— TASKS TO CARRY OUT —
1) Transcribe the guest blog post from "As part of my commitment to" to "Church, Lumberton, NC.".
2) In the guest blog post, why were Jan and her husband traveling to Florida?

— EXERCISE TEXT —
As part of my commitment to a couple of book projects, this spring I am taking a personal blogging hiatus and have invited some folks to blog in my stead. It is my intention help share some new voices and perspectives with a larger audience and keep my blog active during my break. If you are interested in guest blogging, feel free to submit an idea. Today I welcome my friend, Matt Rich to the guest blogging crew and his letter to the Presbyterian Church (USA). Matt is a husband, father of three, soccer and baseball coach, Cub Scout leader, and, by the grace of God, the Pastor of First Presbyterian Church, Lumberton, NC.

It was a Friday afternoon, my day off, and I had just come inside after playing catch with my son in the backyard when my cellphone rang. Despite the increasing difficulty of doing so, I’ve managed to restrict the number of people with my cell number, so I knew it must be important. I recognized the number of the local hospital and quickly answered.

The hospital chaplain, a faithful Southern Baptist minister, returned my hello with a “Sorry to bother you, Matt, but I need your help.” He began to share with me the outline of a tragic tale.

Jan had been in the hospital’s ICU for more than a week. Traveling with her husband from Virginia to Florida for their granddaughter’s high school graduation, they had stopped to spend the night in a local hotel. The next morning, as she was getting into her car, she suffered a heart attack. Her husband rushed her to the hospital and there she remained. Despite the dedication of medical staff and quality care, Jan had not regained consciousness or shown any signs of recovery.

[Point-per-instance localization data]

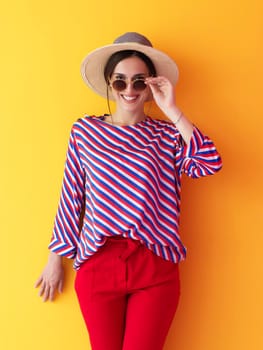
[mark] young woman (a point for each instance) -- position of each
(118, 215)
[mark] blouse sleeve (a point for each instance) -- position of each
(66, 230)
(200, 157)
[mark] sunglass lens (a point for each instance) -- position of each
(119, 85)
(139, 85)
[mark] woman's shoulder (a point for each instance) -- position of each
(163, 124)
(87, 120)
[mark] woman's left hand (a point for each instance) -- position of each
(163, 92)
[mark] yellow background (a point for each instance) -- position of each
(218, 47)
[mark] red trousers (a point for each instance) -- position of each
(128, 296)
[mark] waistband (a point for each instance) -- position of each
(131, 245)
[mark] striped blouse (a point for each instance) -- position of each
(126, 181)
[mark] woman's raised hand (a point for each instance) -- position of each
(52, 278)
(163, 93)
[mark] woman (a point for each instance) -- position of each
(118, 215)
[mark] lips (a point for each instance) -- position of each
(129, 98)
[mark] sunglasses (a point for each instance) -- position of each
(137, 84)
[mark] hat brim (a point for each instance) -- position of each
(92, 67)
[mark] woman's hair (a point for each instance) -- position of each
(121, 55)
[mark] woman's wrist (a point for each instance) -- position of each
(175, 115)
(55, 258)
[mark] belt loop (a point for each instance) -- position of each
(132, 246)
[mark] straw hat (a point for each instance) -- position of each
(92, 68)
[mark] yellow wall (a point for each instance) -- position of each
(218, 47)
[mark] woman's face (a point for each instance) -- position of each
(129, 70)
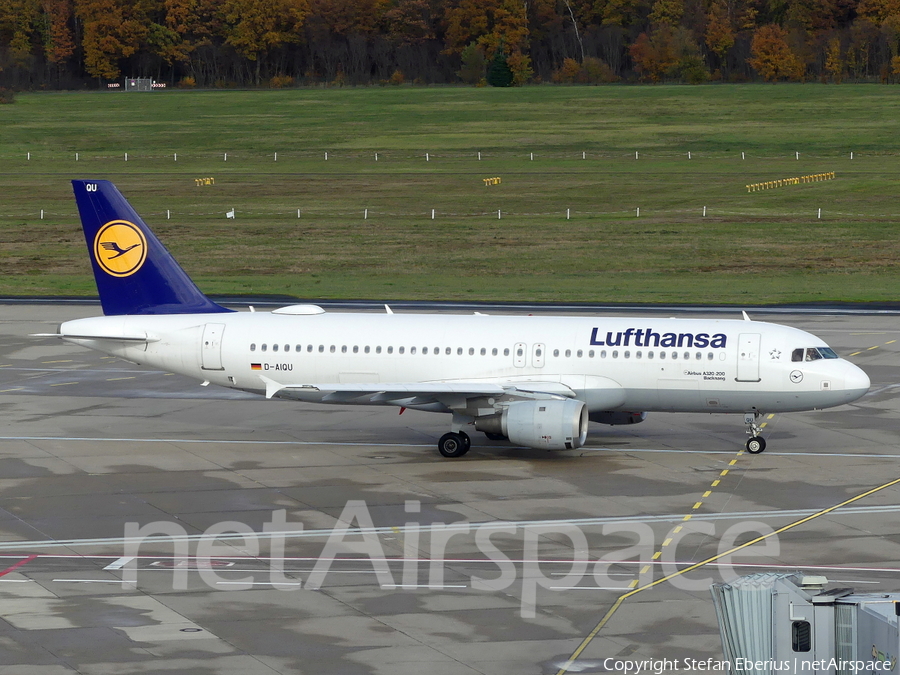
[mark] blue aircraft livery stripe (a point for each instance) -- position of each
(647, 337)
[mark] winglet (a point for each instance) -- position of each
(135, 274)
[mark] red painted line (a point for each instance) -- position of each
(13, 568)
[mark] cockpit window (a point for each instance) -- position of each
(813, 354)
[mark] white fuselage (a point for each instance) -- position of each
(612, 364)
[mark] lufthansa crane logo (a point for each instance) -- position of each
(120, 248)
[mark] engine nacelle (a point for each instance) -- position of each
(549, 425)
(618, 417)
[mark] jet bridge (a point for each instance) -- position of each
(789, 623)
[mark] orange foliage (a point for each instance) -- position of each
(772, 56)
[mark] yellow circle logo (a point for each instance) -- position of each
(120, 248)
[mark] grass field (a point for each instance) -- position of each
(760, 247)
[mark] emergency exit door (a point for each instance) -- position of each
(211, 346)
(748, 357)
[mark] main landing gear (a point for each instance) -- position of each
(454, 444)
(756, 443)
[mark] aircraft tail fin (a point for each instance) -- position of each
(135, 274)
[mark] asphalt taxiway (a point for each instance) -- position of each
(448, 566)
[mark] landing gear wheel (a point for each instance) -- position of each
(454, 445)
(756, 444)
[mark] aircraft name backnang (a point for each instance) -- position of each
(647, 337)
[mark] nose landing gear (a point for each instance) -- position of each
(756, 443)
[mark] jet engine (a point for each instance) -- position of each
(550, 425)
(618, 417)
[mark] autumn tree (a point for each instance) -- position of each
(772, 56)
(834, 64)
(111, 30)
(473, 64)
(59, 43)
(253, 27)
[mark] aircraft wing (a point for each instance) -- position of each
(449, 393)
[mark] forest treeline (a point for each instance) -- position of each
(223, 43)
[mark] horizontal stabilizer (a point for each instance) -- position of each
(116, 338)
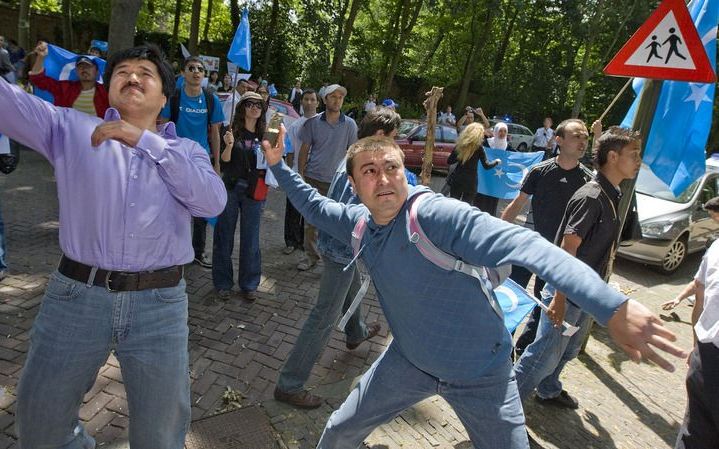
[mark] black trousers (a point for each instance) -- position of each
(199, 235)
(294, 227)
(700, 429)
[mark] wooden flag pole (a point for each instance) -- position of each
(430, 106)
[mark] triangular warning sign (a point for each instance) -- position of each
(667, 46)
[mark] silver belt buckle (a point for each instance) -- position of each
(107, 282)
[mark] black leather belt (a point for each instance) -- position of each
(121, 281)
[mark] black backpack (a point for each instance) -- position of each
(175, 105)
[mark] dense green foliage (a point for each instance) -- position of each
(526, 58)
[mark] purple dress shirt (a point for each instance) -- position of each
(121, 208)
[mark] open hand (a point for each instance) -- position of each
(119, 130)
(638, 332)
(273, 155)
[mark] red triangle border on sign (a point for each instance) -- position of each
(703, 71)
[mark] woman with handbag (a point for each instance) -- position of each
(246, 194)
(467, 154)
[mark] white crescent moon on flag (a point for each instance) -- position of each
(524, 170)
(509, 294)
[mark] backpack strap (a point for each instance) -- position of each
(357, 235)
(488, 279)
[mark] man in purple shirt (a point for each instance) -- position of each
(127, 190)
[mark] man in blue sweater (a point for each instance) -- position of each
(447, 338)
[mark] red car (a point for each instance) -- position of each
(445, 138)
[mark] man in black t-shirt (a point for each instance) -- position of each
(550, 184)
(589, 230)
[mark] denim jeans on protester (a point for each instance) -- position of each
(489, 407)
(542, 361)
(249, 212)
(3, 247)
(72, 336)
(337, 290)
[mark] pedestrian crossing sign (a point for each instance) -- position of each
(667, 46)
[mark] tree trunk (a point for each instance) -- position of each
(341, 49)
(195, 27)
(175, 30)
(408, 23)
(499, 60)
(479, 39)
(123, 16)
(430, 105)
(208, 19)
(270, 37)
(23, 27)
(67, 39)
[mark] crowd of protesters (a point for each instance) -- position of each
(213, 163)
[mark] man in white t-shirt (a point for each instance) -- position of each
(294, 223)
(700, 428)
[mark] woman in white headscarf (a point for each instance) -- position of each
(499, 139)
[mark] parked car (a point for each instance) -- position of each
(672, 226)
(518, 136)
(445, 138)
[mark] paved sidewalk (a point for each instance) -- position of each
(241, 346)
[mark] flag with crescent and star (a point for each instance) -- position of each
(504, 180)
(675, 149)
(515, 301)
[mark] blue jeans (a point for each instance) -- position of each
(488, 407)
(542, 361)
(250, 269)
(75, 330)
(337, 290)
(3, 248)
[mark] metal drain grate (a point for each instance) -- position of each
(246, 428)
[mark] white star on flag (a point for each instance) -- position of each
(698, 95)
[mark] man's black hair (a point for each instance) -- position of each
(309, 91)
(192, 59)
(385, 119)
(149, 52)
(613, 139)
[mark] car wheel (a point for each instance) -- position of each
(675, 255)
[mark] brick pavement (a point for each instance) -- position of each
(242, 346)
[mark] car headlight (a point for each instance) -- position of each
(657, 229)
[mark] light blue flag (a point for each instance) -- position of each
(675, 148)
(515, 301)
(60, 64)
(241, 48)
(505, 180)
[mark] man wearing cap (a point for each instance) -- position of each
(325, 139)
(86, 94)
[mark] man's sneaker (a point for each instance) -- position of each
(306, 264)
(203, 261)
(564, 400)
(301, 399)
(248, 296)
(224, 295)
(372, 330)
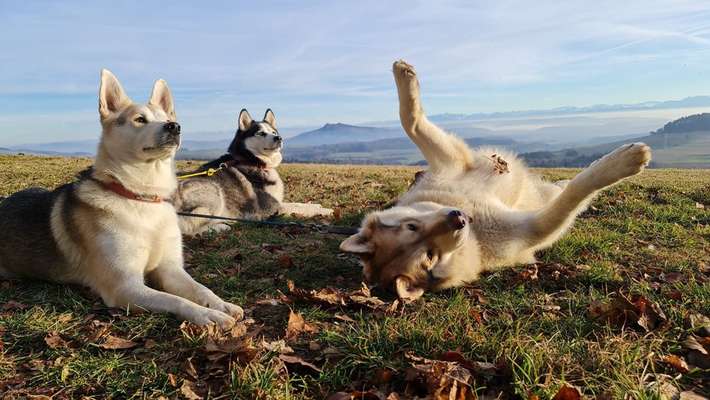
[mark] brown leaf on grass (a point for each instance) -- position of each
(567, 393)
(190, 368)
(676, 362)
(188, 391)
(297, 325)
(326, 295)
(335, 297)
(698, 351)
(365, 298)
(172, 380)
(690, 395)
(442, 379)
(382, 376)
(97, 330)
(529, 274)
(299, 364)
(476, 367)
(277, 346)
(234, 344)
(285, 261)
(12, 305)
(55, 341)
(637, 312)
(116, 343)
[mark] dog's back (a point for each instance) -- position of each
(27, 246)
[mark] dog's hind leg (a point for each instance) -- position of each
(545, 226)
(442, 151)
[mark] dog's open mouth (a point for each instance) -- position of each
(167, 144)
(161, 147)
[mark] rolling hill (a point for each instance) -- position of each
(343, 133)
(682, 143)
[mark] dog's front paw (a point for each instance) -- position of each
(209, 316)
(625, 161)
(219, 228)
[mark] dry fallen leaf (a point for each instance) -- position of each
(285, 261)
(676, 362)
(55, 341)
(567, 393)
(442, 379)
(297, 325)
(299, 364)
(188, 391)
(636, 311)
(115, 343)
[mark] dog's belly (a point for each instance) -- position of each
(27, 247)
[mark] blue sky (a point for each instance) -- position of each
(315, 62)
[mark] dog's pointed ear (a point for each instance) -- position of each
(405, 289)
(112, 97)
(245, 120)
(270, 118)
(357, 244)
(161, 97)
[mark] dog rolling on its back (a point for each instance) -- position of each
(473, 210)
(247, 185)
(110, 229)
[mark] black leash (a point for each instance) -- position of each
(320, 228)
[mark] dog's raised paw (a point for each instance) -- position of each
(210, 316)
(402, 69)
(625, 161)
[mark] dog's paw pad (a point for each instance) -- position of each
(403, 69)
(215, 317)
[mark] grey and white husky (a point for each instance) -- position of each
(110, 230)
(246, 185)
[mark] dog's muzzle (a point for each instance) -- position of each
(456, 219)
(173, 128)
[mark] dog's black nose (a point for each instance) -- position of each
(457, 219)
(172, 127)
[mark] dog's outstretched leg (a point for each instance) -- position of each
(441, 150)
(173, 279)
(131, 292)
(548, 224)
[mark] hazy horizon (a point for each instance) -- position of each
(316, 62)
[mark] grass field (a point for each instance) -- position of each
(614, 310)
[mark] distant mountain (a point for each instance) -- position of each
(75, 147)
(691, 123)
(682, 143)
(399, 150)
(695, 101)
(342, 133)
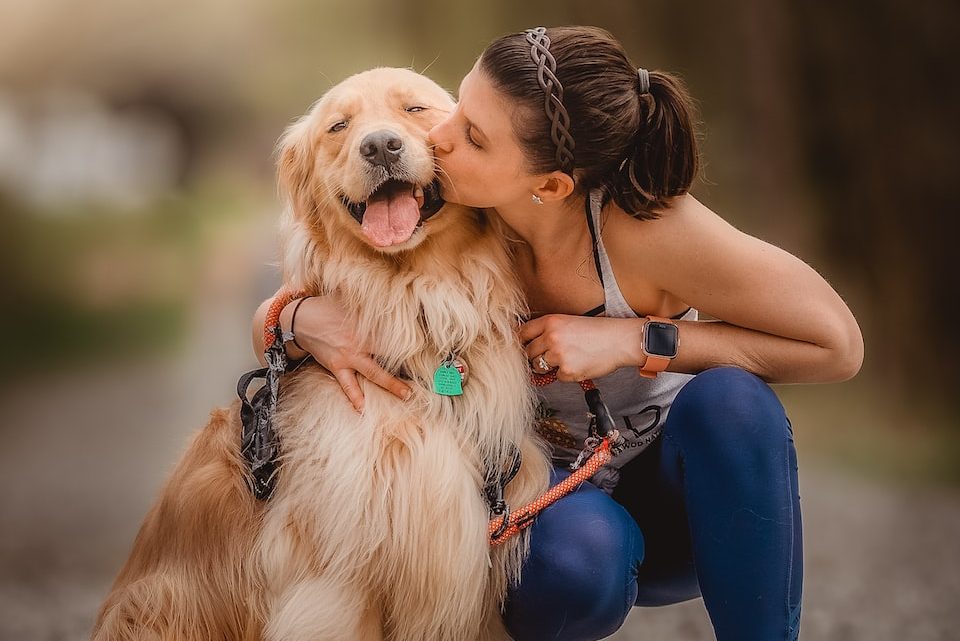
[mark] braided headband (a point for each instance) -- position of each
(553, 96)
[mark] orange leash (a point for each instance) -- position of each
(524, 516)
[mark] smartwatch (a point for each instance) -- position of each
(661, 342)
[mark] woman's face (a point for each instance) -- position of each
(479, 157)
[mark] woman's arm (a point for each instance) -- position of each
(779, 318)
(322, 331)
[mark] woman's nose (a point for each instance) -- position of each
(438, 139)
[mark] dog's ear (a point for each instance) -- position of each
(296, 159)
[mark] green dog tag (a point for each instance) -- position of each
(447, 380)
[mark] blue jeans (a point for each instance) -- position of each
(710, 509)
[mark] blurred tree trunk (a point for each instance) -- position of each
(879, 125)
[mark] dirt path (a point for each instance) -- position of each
(81, 460)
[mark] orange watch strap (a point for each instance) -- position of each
(654, 363)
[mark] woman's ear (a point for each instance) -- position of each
(295, 168)
(555, 186)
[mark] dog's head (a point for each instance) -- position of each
(358, 160)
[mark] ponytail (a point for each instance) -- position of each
(664, 158)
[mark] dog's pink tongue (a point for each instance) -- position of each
(391, 220)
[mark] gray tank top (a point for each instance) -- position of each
(639, 405)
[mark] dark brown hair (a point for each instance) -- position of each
(640, 149)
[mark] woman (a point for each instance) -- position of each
(589, 160)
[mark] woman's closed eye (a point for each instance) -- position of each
(470, 140)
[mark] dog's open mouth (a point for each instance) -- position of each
(394, 210)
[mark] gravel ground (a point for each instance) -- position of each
(82, 460)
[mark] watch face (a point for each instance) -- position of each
(660, 339)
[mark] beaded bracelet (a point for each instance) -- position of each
(280, 300)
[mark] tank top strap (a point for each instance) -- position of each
(615, 304)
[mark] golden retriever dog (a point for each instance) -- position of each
(378, 525)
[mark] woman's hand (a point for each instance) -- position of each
(581, 346)
(323, 332)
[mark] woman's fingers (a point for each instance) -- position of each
(351, 387)
(373, 372)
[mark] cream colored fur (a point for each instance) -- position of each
(378, 526)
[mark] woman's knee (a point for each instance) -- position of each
(727, 405)
(580, 578)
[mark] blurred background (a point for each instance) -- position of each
(137, 235)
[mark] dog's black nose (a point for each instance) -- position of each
(381, 148)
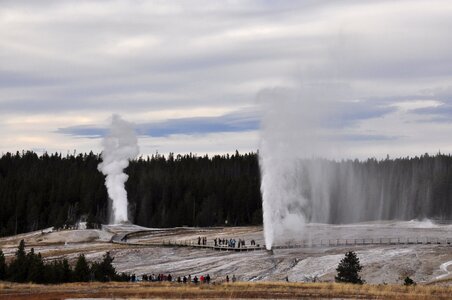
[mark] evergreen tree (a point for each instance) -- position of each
(3, 266)
(408, 281)
(36, 267)
(66, 271)
(104, 271)
(348, 269)
(18, 269)
(81, 271)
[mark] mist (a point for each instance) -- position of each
(119, 146)
(300, 130)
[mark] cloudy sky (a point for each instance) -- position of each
(190, 74)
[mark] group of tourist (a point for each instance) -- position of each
(202, 240)
(162, 277)
(232, 242)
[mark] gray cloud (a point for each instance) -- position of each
(232, 122)
(71, 58)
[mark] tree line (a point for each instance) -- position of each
(30, 267)
(37, 192)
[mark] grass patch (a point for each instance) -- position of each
(260, 290)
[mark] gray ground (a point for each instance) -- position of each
(381, 263)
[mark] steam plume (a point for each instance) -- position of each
(292, 129)
(119, 146)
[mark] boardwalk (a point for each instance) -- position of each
(124, 239)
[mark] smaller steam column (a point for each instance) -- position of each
(119, 146)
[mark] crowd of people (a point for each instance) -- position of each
(203, 279)
(169, 278)
(224, 242)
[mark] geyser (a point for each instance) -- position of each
(287, 135)
(305, 177)
(119, 146)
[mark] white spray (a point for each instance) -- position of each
(292, 129)
(119, 146)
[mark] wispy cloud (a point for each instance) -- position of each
(240, 121)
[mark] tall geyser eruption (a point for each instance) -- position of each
(309, 174)
(119, 146)
(292, 130)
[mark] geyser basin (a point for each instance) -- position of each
(120, 145)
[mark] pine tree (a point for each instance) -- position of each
(104, 271)
(18, 270)
(348, 269)
(36, 267)
(66, 271)
(81, 271)
(2, 266)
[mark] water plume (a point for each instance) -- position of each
(292, 129)
(119, 146)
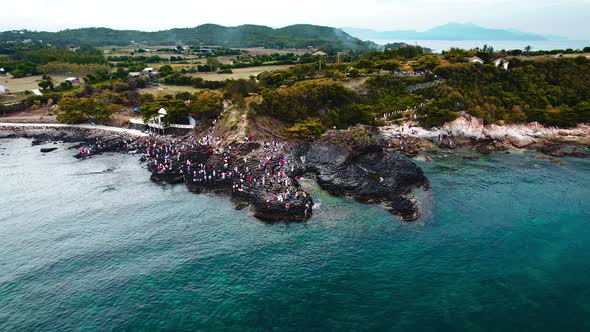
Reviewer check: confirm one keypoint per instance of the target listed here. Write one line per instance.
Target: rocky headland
(264, 177)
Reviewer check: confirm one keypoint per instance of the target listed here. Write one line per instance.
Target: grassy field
(163, 90)
(239, 73)
(22, 84)
(262, 50)
(540, 57)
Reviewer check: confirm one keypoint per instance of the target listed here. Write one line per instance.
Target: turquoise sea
(537, 45)
(94, 245)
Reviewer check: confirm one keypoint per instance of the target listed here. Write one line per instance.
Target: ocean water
(537, 45)
(93, 245)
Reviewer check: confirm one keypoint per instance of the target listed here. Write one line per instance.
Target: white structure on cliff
(476, 59)
(501, 61)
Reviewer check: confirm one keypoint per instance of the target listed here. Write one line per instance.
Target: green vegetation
(334, 90)
(76, 110)
(552, 92)
(295, 36)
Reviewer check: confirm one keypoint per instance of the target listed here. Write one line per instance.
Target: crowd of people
(266, 174)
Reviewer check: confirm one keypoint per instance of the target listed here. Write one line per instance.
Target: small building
(476, 59)
(149, 71)
(73, 80)
(501, 61)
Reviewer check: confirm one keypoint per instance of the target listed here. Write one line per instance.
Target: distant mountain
(450, 31)
(295, 36)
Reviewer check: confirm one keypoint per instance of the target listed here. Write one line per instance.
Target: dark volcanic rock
(470, 157)
(560, 150)
(368, 174)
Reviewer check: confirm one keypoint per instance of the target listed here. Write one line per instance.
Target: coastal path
(119, 130)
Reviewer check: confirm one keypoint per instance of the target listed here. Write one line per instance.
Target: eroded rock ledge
(366, 173)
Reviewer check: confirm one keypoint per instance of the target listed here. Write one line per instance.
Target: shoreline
(467, 131)
(261, 177)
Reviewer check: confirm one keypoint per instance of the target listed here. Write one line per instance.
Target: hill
(294, 36)
(450, 31)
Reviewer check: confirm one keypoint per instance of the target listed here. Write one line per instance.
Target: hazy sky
(570, 18)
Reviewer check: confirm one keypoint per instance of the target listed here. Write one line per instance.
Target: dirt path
(81, 126)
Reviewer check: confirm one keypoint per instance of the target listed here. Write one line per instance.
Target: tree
(72, 110)
(207, 105)
(165, 70)
(46, 85)
(213, 63)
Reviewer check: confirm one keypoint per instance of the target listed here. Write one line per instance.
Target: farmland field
(16, 85)
(239, 73)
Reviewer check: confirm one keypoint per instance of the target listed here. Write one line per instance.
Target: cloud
(528, 15)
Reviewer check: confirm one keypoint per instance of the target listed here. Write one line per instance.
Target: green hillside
(294, 36)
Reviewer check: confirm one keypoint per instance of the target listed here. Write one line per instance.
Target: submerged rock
(368, 174)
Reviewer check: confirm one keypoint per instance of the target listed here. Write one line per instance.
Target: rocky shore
(468, 131)
(261, 177)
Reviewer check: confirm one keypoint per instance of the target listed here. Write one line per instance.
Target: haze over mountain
(293, 36)
(449, 31)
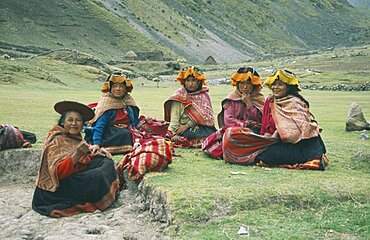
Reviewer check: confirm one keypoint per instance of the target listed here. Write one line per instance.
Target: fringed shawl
(293, 119)
(58, 146)
(256, 97)
(197, 105)
(107, 102)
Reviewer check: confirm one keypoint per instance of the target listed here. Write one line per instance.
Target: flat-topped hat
(65, 106)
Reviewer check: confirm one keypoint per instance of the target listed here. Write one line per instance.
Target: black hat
(64, 106)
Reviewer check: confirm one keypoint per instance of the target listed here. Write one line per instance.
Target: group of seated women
(78, 175)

— RESPONSES TO THE EXERCISE —
1)
As part of my commitment to a couple of book projects, this spring I am taking a personal blogging hiatus and have invited some folks to blog in my stead. It is my intention help share some new voices and perspectives with a larger audience and keep my blog active during my break. If you are interested in guest blogging, feel free to submit an idea. Today I welcome my friend, Matt Rich to the guest blogging crew and his letter to the Presbyterian Church (USA). Matt is a husband, father of three, soccer and baseball coach, Cub Scout leader, and, by the grace of God, the Pastor of First Presbyterian Church, Lumberton, NC.

2) They were going to their granddaughter's high school graduation.